### Data provided:
************
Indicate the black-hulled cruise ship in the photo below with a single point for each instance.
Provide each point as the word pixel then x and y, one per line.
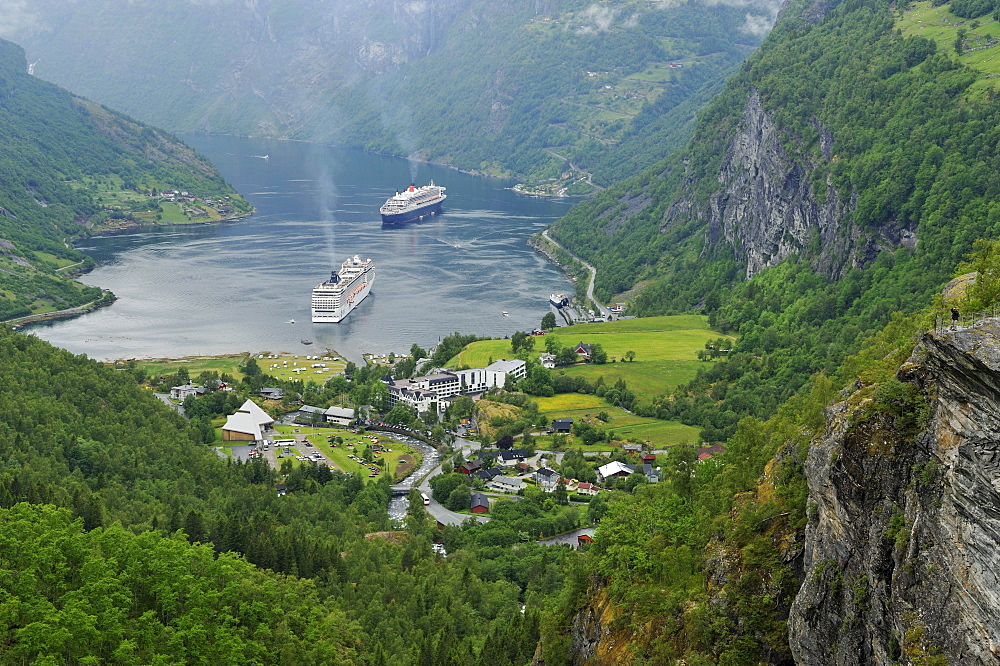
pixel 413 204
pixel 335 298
************
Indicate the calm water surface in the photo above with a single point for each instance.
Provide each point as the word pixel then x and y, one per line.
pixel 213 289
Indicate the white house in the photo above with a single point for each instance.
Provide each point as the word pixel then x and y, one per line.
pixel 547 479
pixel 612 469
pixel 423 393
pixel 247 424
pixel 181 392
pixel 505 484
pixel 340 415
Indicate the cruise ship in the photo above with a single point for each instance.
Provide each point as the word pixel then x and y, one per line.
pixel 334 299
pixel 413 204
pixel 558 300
************
### About this exercise:
Apply a filter for "photo" to the data above, then copy each line that matches.

### Expected answer:
Indicate the black-hulled cruise ship in the photo below with a single point for each instance.
Indicate the calm water surface in the photo above with a single point for each instance.
Indicate the white house in the photo above with a single point for each instance.
Indicate the cruise ship in the photo above with a single point for each instance.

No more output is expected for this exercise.